(Dataset entries)
== Segment start ==
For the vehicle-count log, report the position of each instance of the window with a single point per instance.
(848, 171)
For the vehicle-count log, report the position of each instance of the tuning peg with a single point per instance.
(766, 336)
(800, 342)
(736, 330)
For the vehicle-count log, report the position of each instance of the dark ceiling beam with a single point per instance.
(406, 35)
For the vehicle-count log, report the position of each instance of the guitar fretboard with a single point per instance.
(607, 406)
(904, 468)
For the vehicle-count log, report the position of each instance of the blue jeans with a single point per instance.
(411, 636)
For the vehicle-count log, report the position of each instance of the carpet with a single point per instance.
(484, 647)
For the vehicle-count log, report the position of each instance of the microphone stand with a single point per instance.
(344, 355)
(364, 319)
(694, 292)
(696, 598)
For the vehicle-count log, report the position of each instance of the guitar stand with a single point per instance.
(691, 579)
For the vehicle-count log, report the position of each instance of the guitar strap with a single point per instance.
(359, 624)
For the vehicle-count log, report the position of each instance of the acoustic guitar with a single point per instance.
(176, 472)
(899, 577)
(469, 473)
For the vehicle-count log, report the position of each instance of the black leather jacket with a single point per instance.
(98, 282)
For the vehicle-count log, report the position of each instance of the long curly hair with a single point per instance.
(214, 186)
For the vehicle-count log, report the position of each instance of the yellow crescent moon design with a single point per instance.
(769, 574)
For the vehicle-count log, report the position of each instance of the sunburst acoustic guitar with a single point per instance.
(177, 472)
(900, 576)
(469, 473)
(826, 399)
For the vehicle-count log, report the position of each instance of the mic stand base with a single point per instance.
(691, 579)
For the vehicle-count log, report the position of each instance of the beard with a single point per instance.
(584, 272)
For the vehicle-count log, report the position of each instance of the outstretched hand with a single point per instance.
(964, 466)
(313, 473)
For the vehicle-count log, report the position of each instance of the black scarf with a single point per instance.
== Segment end ==
**Your assignment**
Only the lines from the one with "of the sunburst" through the final line above belong in the answer, each reproduced word for word.

**Response to this task**
For the vehicle-count log, report the position of each instance of the sunburst acoustic guitar with a single point per instance.
(177, 472)
(900, 576)
(469, 473)
(826, 399)
For the vehicle-count log, report the position of each instance of the mic stand base with a single point per instance.
(691, 579)
For the vehicle-count log, report the position of each instance of the beard with a single point per instance.
(584, 272)
For the vehicle-count log, report the position of each instance of the outstretched hand with a single point per instance.
(964, 466)
(313, 473)
For the vehicle-count log, report the position of each instance of the black scarf with a single point per instance.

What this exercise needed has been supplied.